** START Source records **
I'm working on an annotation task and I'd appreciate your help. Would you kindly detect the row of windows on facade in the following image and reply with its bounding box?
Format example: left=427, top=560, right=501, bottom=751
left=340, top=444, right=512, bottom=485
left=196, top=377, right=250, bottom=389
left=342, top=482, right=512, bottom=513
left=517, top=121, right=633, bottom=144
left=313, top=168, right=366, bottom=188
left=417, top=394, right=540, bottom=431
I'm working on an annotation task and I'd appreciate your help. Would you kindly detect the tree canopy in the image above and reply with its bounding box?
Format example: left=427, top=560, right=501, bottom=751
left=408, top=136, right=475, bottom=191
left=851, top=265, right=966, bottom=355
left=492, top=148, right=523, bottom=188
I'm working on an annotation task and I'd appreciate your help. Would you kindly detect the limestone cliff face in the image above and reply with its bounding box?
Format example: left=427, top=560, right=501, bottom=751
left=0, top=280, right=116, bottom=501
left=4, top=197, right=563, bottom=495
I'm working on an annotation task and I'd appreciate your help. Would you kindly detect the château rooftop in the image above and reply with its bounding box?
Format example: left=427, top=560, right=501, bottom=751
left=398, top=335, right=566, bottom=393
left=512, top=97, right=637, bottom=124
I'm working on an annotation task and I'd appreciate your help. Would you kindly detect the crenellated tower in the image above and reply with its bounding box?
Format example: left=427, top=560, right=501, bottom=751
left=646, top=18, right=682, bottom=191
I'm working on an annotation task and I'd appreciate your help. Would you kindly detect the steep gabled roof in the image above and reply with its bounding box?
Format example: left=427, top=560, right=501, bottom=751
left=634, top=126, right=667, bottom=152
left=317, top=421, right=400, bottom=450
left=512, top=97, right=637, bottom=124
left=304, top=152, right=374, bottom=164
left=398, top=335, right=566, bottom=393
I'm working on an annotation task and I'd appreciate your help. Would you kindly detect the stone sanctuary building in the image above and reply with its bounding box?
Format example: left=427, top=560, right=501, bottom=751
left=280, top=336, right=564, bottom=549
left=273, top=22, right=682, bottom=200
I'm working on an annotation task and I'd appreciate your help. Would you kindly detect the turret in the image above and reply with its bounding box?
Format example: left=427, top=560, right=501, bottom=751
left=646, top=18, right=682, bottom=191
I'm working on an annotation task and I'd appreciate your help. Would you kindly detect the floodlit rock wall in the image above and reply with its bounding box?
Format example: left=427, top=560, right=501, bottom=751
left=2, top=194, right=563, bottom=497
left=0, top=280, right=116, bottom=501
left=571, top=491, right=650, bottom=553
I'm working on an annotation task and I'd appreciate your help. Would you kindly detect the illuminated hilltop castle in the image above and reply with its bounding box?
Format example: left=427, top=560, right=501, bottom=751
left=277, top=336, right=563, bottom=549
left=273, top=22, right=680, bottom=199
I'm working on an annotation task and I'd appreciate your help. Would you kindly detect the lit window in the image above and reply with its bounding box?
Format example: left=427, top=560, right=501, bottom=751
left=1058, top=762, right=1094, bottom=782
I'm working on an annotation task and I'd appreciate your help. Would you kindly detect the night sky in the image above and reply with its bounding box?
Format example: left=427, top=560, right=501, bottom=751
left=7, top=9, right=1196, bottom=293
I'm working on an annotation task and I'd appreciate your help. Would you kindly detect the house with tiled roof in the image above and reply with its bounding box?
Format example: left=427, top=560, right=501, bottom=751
** END Source records **
§ Task instructions:
Revise the lines from the line with "detect the turret" to the line with "left=273, top=22, right=680, bottom=199", changing "floodlit" to "brightly lit" and leaving everything else unchanged. Return only those lines.

§ Response to this task:
I'm working on an annotation task and I'd appreciate your help. Would you kindly detect the turret in the image above and reply with its bounding box?
Format example: left=427, top=560, right=501, bottom=751
left=646, top=18, right=682, bottom=191
I'm working on an annotation task and I'd appreciate your help. Would you kindly detect the brightly lit rock wall in the image above and reply with its bounding box?
Format example: left=427, top=560, right=501, bottom=751
left=2, top=194, right=563, bottom=497
left=0, top=280, right=116, bottom=501
left=571, top=491, right=650, bottom=553
I'm working on an annotation task and I'd appreciate your help. Would you kindly detect the illuminated hilltop castle in the image above and reply with its bounding box?
Format example: left=427, top=560, right=501, bottom=751
left=277, top=336, right=563, bottom=549
left=273, top=22, right=680, bottom=199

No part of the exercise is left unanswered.